[Что нужно сделать]:
Прочитайте отрывок о Конде Насте и назовите журнал, в который Кармел Сноу уходила из Vogue.

[Выбранный отрывок]:

К огромному счастью, в октябре 1932 г. семья Конде Наста и, в частности, Лесли, младшая из его дочерей, родившаяся 16 января 1930 г. в браке с его новой супругой, чувствовала себя прекрасно. Впрочем, это была единственная хорошая новость в конце года.

Несмотря на попытки стабилизировать рынок, цена акций Condé Nast Inc. продолжала падать. Их единичная стоимость снизилась до 3 долларов, то есть стала в 31 раз меньше максимального уровня… Между тем не этот кошмар стал причиной потрясения, которое пережил Конде Наст в Париже. Причину нужно было искать в телеграмме, полученной Эдной Чейз через несколько часов после его приезда во Францию. Верная Эдна, сама находясь в стрессовом состоянии, сообщала ему из Нью-Йорка о том, что Кармел Сноу, их Кармел, та, кого они обучили, та, кого они всем сердцем приняли в свою семью, та, кого они сопровождали как на карьерном поприще, так и в личной жизни, решила уйти в отставку. Но самое невероятное было впереди: их чудесная сотрудница покидала Vogue, чтобы пойти на службу не к кому иному, как к Рэндольфу Херсту в его журнал Harper’s Bazaar!

Информация была настолько поразительной, что Насту пришлось перечитать сообщение добрый десяток раз, чтобы осознать эту новость. За последние одиннадцать лет между Кармел Сноу и Конде Настом возникла очень крепкая связь. Они вместе моделировали новое лицо журнала, вместе расширяли медиахолдинг, вместе боролись с невзгодами, когда наступил кризис. С 1931 г. Сноу была свидетелем успехов издательского дома, побед, одержанных над конкурентами, огорчений своего работодателя. Наст вел себя по отношению к ней с необычайной щедростью и признательностью. Учитывая эти исключительные моменты взаимопонимания и соучастия, Наст верил, что нашел в ней искреннего друга.

Наст изумлялся еще больше, перебирая в уме события последних дней. В субботу, 15 октября 1931 г., Кармел родила дочь, которой дали имя Бриджит. Близость между главным редактором американского издания Vogue и ее работодателем была такова, что тот, готовясь к отплытию в Европу, позволил себе навестить ее в больнице на следующий день после родов. Перед отъездом на несколько недель ему очень хотелось обнять новорожденную и счастливую мать. Как обычно, общение Наста и Сноу было очень сердечными, почти нежными. Наст настоял на том, чтобы его сотрудница отдыхала и в первую очередь думала о своем здоровье. Он повторял ей, что ситуация в офисе находится под контролем и Эдна вместе со всей командой занимаются журналом. В голове Наста все еще звучали слова Кармел, которые в свете полученной телеграммы казались странными: «Если бы вам пришлось меня уволить сегодня, я сама вернулась бы на следующий день, до того я люблю свою работу!» Как это возможно, чтобы тот же человек, что произнес эти слова всего несколько дней назад, сообщал о своем уходе? Однако именно так и произошло.

[Фрагмент набора данных]:
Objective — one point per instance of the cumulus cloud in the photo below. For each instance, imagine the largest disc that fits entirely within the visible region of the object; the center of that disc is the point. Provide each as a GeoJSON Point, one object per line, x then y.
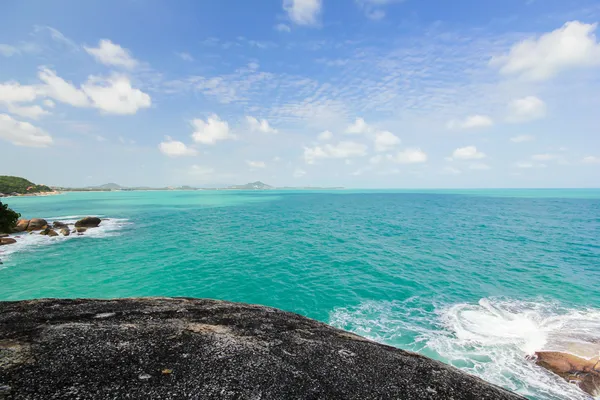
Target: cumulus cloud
{"type": "Point", "coordinates": [303, 12]}
{"type": "Point", "coordinates": [174, 148]}
{"type": "Point", "coordinates": [109, 53]}
{"type": "Point", "coordinates": [412, 155]}
{"type": "Point", "coordinates": [591, 160]}
{"type": "Point", "coordinates": [522, 138]}
{"type": "Point", "coordinates": [325, 135]}
{"type": "Point", "coordinates": [61, 90]}
{"type": "Point", "coordinates": [256, 164]}
{"type": "Point", "coordinates": [282, 28]}
{"type": "Point", "coordinates": [385, 141]}
{"type": "Point", "coordinates": [467, 153]}
{"type": "Point", "coordinates": [340, 150]}
{"type": "Point", "coordinates": [210, 131]}
{"type": "Point", "coordinates": [23, 133]}
{"type": "Point", "coordinates": [572, 46]}
{"type": "Point", "coordinates": [260, 125]}
{"type": "Point", "coordinates": [13, 92]}
{"type": "Point", "coordinates": [299, 173]}
{"type": "Point", "coordinates": [526, 109]}
{"type": "Point", "coordinates": [32, 112]}
{"type": "Point", "coordinates": [115, 95]}
{"type": "Point", "coordinates": [359, 126]}
{"type": "Point", "coordinates": [471, 122]}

[Результат задания]:
В Harper’s Bazaar, журнал Рэндольфа Херста.